Task objective: Every line below that contains the word "stained" must be copied.

Source material:
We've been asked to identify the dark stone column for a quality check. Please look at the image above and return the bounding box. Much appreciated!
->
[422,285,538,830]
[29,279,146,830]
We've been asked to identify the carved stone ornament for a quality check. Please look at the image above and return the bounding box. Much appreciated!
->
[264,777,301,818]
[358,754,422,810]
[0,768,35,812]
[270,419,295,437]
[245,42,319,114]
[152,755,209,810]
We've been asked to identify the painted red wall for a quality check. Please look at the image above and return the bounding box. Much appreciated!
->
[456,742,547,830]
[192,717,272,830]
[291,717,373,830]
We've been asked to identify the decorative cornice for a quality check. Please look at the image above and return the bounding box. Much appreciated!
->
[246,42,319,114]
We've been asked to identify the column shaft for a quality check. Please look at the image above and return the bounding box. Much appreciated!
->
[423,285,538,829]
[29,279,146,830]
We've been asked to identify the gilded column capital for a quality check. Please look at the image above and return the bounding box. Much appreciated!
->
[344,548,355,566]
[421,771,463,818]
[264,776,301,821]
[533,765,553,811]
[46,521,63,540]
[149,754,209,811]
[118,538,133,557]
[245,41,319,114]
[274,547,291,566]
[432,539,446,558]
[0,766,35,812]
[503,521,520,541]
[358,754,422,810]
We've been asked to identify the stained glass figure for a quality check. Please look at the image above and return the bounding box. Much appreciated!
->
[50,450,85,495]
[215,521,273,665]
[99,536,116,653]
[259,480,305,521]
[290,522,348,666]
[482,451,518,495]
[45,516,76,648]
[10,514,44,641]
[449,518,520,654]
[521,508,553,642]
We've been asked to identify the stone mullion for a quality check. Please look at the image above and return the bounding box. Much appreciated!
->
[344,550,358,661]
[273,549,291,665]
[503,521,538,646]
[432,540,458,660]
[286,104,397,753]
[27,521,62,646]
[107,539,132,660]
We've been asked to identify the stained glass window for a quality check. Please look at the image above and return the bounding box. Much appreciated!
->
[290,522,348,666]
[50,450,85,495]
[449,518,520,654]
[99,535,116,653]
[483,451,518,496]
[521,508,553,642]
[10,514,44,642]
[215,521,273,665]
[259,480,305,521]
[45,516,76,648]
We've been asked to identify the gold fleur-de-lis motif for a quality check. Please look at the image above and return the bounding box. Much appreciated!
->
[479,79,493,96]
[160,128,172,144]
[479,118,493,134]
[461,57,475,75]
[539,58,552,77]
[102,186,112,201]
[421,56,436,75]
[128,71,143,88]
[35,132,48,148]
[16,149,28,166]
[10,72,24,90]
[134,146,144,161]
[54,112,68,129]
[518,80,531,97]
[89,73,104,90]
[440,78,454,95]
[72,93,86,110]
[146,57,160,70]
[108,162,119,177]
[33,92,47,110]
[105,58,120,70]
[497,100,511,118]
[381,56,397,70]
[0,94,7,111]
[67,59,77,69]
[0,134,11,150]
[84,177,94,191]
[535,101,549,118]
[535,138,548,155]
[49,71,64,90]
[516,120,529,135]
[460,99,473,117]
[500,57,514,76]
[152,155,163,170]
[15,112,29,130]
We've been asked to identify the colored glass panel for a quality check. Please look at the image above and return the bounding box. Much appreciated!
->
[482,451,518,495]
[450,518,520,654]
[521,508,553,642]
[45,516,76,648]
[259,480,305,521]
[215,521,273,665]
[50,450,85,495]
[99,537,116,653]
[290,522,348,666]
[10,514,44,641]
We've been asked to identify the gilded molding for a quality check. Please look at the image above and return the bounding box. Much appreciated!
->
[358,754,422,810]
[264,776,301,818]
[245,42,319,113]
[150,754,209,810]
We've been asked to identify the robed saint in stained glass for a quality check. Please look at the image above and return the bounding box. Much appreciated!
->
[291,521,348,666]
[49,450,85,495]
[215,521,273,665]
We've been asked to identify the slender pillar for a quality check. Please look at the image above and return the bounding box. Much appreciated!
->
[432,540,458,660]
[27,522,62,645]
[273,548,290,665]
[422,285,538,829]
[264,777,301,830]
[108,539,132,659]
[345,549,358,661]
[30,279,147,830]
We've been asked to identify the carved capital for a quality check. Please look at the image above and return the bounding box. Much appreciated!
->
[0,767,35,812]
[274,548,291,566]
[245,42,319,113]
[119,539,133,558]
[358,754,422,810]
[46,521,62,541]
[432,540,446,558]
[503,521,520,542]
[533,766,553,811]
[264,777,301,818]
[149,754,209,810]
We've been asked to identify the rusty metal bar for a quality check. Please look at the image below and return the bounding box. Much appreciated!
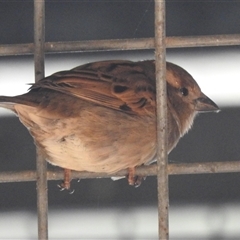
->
[154,1,169,240]
[166,34,240,48]
[1,34,240,56]
[34,0,48,239]
[0,161,239,183]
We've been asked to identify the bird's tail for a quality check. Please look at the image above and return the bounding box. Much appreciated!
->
[0,95,36,112]
[0,96,18,111]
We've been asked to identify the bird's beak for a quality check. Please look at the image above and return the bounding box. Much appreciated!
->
[194,93,220,112]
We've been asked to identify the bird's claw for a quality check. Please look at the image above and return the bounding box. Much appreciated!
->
[133,176,146,188]
[57,183,65,191]
[128,175,146,188]
[57,169,74,194]
[57,181,75,194]
[127,167,146,187]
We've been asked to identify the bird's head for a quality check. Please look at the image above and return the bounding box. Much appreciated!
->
[166,62,219,135]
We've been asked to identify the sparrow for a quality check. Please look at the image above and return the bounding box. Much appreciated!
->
[0,60,219,190]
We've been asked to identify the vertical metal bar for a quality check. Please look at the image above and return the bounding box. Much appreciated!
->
[34,1,45,82]
[154,1,169,240]
[34,0,48,239]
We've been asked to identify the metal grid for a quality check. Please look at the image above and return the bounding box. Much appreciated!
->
[1,0,240,239]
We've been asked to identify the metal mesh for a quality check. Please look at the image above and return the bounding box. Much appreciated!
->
[0,1,239,239]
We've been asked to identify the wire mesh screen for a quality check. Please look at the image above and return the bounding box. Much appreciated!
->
[0,1,240,239]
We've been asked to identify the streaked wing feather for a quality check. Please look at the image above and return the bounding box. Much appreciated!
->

Exercise result:
We've been asked to identify the stained glass figure for a quality check. Please look at the image above and return the bounding box. Much appreciated!
We've been asked to identify the stained glass window for a quality check. Please look at the image above and return the bounding box. Much appreciated!
We've been asked to identify the robed saint in stained glass for a quality check. Please look at the image above and return the bounding box. Much appreciated!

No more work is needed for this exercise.